> [Fragmento del documento]:
Quizás uno de los malentendidos que más me costó superar de mi educación escolar fue suponer que los cambios históricos afectan únicamente al poder político estatal, al lenguaje, a la ciencia y tecnología y dimensiones más bien materiales de la convivencia humana. Paulatinamente, me fui enterando —gracias a la renovación de los estudios historiográficos— de la amplia y profunda historicidad de lo humano y, al revés, me sorprendí de aquello escaso y esencial que permanece, en qué medida y de qué modo. Nuestras emociones fundamentales, como el amor o el odio, incluso, también cambian y las mismas palabras mutantes apenas logran dotar de estabilidad a la subjetividad humana, nuestra definición más íntima, la cual, al igual que nuestras vestiduras, nuestras leyes y costumbres, nuestro conocimiento o la técnica, navega arrastrada por el torrente del tiempo.

> [Material extraído]:
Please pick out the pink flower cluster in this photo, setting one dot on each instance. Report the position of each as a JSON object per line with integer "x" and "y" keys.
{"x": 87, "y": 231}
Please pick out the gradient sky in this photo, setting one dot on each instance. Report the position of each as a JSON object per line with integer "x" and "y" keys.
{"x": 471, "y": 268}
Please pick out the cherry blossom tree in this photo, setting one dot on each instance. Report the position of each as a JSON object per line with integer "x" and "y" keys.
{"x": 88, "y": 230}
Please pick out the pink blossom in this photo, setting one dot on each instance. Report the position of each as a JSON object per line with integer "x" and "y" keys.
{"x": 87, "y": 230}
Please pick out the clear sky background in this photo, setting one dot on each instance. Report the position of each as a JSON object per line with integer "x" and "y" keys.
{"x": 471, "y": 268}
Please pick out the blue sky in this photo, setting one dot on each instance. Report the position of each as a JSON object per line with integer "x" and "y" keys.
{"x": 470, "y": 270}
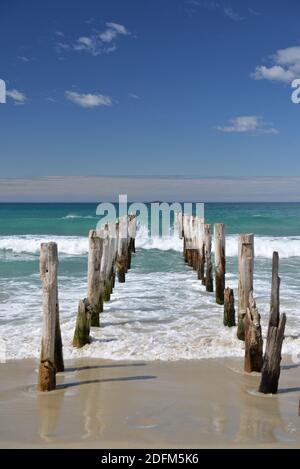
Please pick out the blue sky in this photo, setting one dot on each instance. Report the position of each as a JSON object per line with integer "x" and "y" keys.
{"x": 155, "y": 88}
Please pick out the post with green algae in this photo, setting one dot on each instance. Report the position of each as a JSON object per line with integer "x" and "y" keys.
{"x": 253, "y": 338}
{"x": 272, "y": 358}
{"x": 220, "y": 262}
{"x": 83, "y": 323}
{"x": 94, "y": 294}
{"x": 246, "y": 267}
{"x": 209, "y": 269}
{"x": 229, "y": 309}
{"x": 48, "y": 273}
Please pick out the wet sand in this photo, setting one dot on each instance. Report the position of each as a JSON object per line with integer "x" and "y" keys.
{"x": 187, "y": 404}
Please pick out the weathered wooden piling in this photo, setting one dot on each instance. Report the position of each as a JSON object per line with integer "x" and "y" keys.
{"x": 209, "y": 283}
{"x": 272, "y": 358}
{"x": 220, "y": 262}
{"x": 121, "y": 262}
{"x": 253, "y": 338}
{"x": 83, "y": 323}
{"x": 58, "y": 346}
{"x": 94, "y": 294}
{"x": 200, "y": 248}
{"x": 246, "y": 266}
{"x": 229, "y": 309}
{"x": 48, "y": 273}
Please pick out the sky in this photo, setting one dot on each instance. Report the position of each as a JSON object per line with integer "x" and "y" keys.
{"x": 186, "y": 88}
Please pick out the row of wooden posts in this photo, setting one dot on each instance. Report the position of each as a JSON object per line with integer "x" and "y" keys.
{"x": 110, "y": 251}
{"x": 197, "y": 251}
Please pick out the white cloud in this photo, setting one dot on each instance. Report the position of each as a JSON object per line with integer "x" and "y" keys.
{"x": 248, "y": 125}
{"x": 233, "y": 15}
{"x": 133, "y": 96}
{"x": 22, "y": 58}
{"x": 88, "y": 100}
{"x": 216, "y": 5}
{"x": 17, "y": 96}
{"x": 98, "y": 42}
{"x": 284, "y": 68}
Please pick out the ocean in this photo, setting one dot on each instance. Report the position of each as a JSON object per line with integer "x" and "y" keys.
{"x": 162, "y": 312}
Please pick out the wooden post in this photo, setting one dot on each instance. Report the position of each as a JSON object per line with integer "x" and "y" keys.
{"x": 220, "y": 262}
{"x": 253, "y": 339}
{"x": 246, "y": 266}
{"x": 108, "y": 283}
{"x": 94, "y": 295}
{"x": 121, "y": 262}
{"x": 83, "y": 322}
{"x": 104, "y": 261}
{"x": 229, "y": 310}
{"x": 48, "y": 273}
{"x": 58, "y": 346}
{"x": 272, "y": 358}
{"x": 209, "y": 270}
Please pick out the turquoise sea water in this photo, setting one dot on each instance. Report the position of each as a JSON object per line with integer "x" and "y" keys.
{"x": 162, "y": 311}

> [Requisitos del ejercicio]:
#1 Reproduzca textualmente el fragmento del documento, comenzando por «Quizás uno de» y continuando hasta «torrente del tiempo.».
#2 Según el fragmento del documento, ¿qué emociones fundamentales se citan como ejemplo de emociones que también cambian?
Las entradas proceden de una fuente distinta a la del fragmento del documento.

> [Respuestas del ejercicio]:
#1
Quizás uno de los malentendidos que más me costó superar de mi educación escolar fue suponer que los cambios históricos afectan únicamente al poder político estatal, al lenguaje, a la ciencia y tecnología y dimensiones más bien materiales de la convivencia humana. Paulatinamente, me fui enterando —gracias a la renovación de los estudios historiográficos— de la amplia y profunda historicidad de lo humano y, al revés, me sorprendí de aquello escaso y esencial que permanece, en qué medida y de qué modo. Nuestras emociones fundamentales, como el amor o el odio, incluso, también cambian y las mismas palabras mutantes apenas logran dotar de estabilidad a la subjetividad humana, nuestra definición más íntima, la cual, al igual que nuestras vestiduras, nuestras leyes y costumbres, nuestro conocimiento o la técnica, navega arrastrada por el torrente del tiempo.

#2 El amor y el odio.